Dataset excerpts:
========================================

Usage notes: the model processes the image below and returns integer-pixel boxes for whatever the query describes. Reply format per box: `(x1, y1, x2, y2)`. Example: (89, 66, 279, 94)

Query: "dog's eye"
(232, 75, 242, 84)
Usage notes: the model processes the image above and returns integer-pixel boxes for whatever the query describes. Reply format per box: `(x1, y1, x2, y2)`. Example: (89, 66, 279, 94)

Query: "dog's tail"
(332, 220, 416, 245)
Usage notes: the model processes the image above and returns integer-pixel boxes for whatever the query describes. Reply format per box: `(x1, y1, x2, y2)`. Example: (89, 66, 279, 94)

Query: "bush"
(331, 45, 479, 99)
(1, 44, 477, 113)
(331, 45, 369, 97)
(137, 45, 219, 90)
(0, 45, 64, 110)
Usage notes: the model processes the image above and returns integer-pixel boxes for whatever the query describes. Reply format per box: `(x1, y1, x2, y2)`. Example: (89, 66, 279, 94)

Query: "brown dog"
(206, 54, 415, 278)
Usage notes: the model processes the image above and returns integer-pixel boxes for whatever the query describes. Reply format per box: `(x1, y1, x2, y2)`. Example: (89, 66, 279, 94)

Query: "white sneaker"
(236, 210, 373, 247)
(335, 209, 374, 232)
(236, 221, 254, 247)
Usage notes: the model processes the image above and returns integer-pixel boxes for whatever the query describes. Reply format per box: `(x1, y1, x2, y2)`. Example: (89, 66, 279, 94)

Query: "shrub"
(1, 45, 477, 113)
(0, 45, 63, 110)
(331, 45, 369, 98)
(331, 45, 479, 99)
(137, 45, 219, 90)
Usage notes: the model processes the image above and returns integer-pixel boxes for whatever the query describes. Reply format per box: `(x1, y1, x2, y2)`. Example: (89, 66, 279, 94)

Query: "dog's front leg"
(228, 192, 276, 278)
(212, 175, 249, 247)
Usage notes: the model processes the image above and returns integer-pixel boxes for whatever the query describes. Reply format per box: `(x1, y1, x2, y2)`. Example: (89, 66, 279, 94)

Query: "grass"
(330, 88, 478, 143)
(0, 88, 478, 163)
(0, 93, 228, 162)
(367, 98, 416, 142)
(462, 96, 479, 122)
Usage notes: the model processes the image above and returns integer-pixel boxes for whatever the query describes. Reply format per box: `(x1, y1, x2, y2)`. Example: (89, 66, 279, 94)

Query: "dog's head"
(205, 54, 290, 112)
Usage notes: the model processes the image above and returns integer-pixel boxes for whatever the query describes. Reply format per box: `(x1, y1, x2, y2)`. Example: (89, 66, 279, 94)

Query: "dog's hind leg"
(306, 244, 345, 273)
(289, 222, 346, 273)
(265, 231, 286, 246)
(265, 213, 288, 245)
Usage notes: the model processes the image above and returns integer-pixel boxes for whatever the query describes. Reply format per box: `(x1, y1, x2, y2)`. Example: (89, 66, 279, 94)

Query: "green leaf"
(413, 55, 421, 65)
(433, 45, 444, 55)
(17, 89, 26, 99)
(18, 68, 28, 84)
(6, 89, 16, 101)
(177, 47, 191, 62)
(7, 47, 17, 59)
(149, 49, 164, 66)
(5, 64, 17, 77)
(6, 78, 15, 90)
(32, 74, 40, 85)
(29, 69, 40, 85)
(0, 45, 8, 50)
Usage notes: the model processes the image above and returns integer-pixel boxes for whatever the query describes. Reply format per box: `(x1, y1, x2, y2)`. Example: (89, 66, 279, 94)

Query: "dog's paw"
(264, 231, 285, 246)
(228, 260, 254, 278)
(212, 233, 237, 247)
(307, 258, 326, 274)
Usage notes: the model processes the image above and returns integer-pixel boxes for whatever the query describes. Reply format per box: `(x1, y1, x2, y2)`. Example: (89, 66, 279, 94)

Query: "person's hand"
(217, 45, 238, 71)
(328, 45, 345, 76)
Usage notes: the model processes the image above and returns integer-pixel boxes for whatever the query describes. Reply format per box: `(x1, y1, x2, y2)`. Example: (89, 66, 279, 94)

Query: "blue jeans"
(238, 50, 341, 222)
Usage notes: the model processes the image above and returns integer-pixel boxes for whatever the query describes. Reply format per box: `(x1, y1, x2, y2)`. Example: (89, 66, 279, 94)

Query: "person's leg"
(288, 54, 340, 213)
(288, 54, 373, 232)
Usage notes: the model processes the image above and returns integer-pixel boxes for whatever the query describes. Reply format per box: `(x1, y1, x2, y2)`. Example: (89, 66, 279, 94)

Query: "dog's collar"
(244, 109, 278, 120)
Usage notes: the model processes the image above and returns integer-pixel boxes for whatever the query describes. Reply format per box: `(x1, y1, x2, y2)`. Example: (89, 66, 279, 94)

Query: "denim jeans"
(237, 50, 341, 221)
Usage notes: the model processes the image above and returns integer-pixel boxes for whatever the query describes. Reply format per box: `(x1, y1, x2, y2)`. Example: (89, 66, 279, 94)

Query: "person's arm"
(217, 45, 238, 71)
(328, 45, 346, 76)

========================================

## The problem
Return the data from the top line through the bottom line exactly.

## Output below
Usage notes: the model processes the image below and returns integer-pixel boxes for whatever the query describes. Reply format per box: `(x1, y1, x2, y2)`. Example: (89, 66, 279, 94)

Query: "dog's eye"
(232, 75, 242, 84)
Usage notes: the model processes the image above and returns integer-pixel boxes for whatever the query describes. Reply format per box: `(x1, y1, x2, y2)`. Example: (89, 66, 279, 94)

Query: "dog's tail"
(332, 220, 416, 245)
Usage notes: the model processes the image above and returns integer-pixel boxes for whatever the query describes. Reply format per box: `(x1, y1, x2, y2)`. Example: (89, 66, 279, 94)

Query: "bush"
(331, 45, 479, 99)
(1, 44, 477, 113)
(331, 45, 369, 97)
(137, 45, 219, 90)
(0, 45, 64, 110)
Usage notes: the model processes the image above and returns integer-pixel boxes for whatever the query describes. Reply format per box: `(x1, y1, x2, y2)`. Example: (89, 66, 279, 94)

Query: "brown dog"
(206, 54, 415, 278)
Usage notes: the model processes the image above and returns integer-pixel boxes for whatever the query describes. Reply format per box: `(x1, y1, x2, y2)`. Example: (89, 66, 279, 94)

Query: "white sneaker"
(236, 210, 373, 247)
(335, 209, 374, 232)
(236, 221, 254, 247)
Usage notes: the model processes the image above and returns integer-pixel boxes for whatever the query describes. Reply format per box: `(x1, y1, x2, y2)`. Example: (89, 66, 279, 94)

Query: "shrub"
(1, 45, 477, 113)
(0, 45, 63, 110)
(331, 45, 369, 98)
(331, 45, 479, 99)
(137, 45, 219, 90)
Usage notes: the model processes the image above and returns integer-pixel boxes for whatever the query describes. Reply format per box: `(x1, y1, x2, y2)`. Example: (89, 66, 279, 94)

Query: "dog's front leg"
(228, 192, 276, 278)
(212, 175, 249, 247)
Usage notes: the model processes the image above and returns integer-pixel boxes for whatever the query describes. Reply format per box: `(x1, y1, x2, y2)`. Example: (89, 66, 279, 94)

Query: "grass"
(330, 88, 478, 143)
(0, 88, 478, 163)
(0, 93, 228, 162)
(367, 98, 416, 142)
(462, 96, 479, 122)
Usage notes: the model processes the image above and returns integer-pixel boxes for whatever the query describes. Reply format per box: `(x1, y1, x2, y2)`. Example: (89, 66, 279, 94)

Query: "dog's head"
(205, 54, 290, 112)
Usage notes: the model processes the image above and returns integer-pixel boxes for whatever the query describes. Reply format per box: `(x1, y1, x2, y2)`. Example: (89, 66, 279, 94)

Query: "dog's hind leg"
(306, 244, 345, 273)
(289, 222, 346, 273)
(265, 231, 286, 246)
(265, 213, 288, 245)
Usage notes: the model processes the image above and returns integer-pixel boxes for whatever the query describes. Reply format per box: `(x1, y1, x2, y2)`. Example: (89, 66, 279, 94)

Query: "green leaf"
(413, 55, 421, 65)
(433, 45, 444, 55)
(17, 89, 26, 99)
(18, 68, 28, 84)
(6, 89, 16, 101)
(177, 47, 191, 62)
(7, 47, 17, 59)
(149, 49, 164, 66)
(5, 64, 17, 77)
(6, 78, 15, 90)
(32, 74, 40, 85)
(29, 69, 40, 85)
(0, 45, 8, 50)
Usage notes: the model processes the image above and returns integer-pixel boxes for whatever the query describes. Reply format per box: `(x1, y1, x2, y2)`. Example: (89, 66, 279, 94)

Query: "dog's paw"
(264, 231, 285, 246)
(228, 260, 254, 278)
(212, 233, 237, 247)
(307, 258, 326, 274)
Usage notes: the model processes the image above and returns integer-pixel boxes for whatever the query describes. Reply format per box: `(x1, y1, x2, y2)`. Example: (89, 66, 279, 94)

Query: "person's hand"
(217, 45, 238, 71)
(328, 45, 345, 76)
Usage notes: the model processes the image above and returns integer-pixel boxes for whatever the query describes. Reply format per box: `(x1, y1, x2, y2)`. Example: (89, 66, 279, 94)

Query: "blue jeans"
(238, 50, 341, 222)
Usage notes: the model processes the image above and returns integer-pixel boxes for whatever the query describes. Reply format per box: `(x1, y1, x2, y2)`. Example: (89, 66, 279, 94)

Query: "person's leg"
(288, 54, 340, 213)
(288, 54, 373, 232)
Usage notes: the model processes the image above and returns integer-pixel boxes for whatever the query describes. Reply format per box: `(x1, y1, x2, y2)`. Example: (89, 66, 279, 94)

Query: "dog's collar"
(244, 109, 278, 120)
Usage notes: the model processes the image above and returns integer-pixel boxes for whatever the query describes. Reply format per box: `(x1, y1, x2, y2)`. Example: (89, 66, 279, 94)

Query: "denim jeans"
(237, 50, 341, 221)
Usage notes: the model processes the image above and returns integer-pixel boxes for whatever the query describes. Reply format per box: `(x1, y1, x2, y2)`. Example: (89, 66, 279, 94)

Query: "person's arm"
(217, 45, 238, 71)
(328, 45, 346, 76)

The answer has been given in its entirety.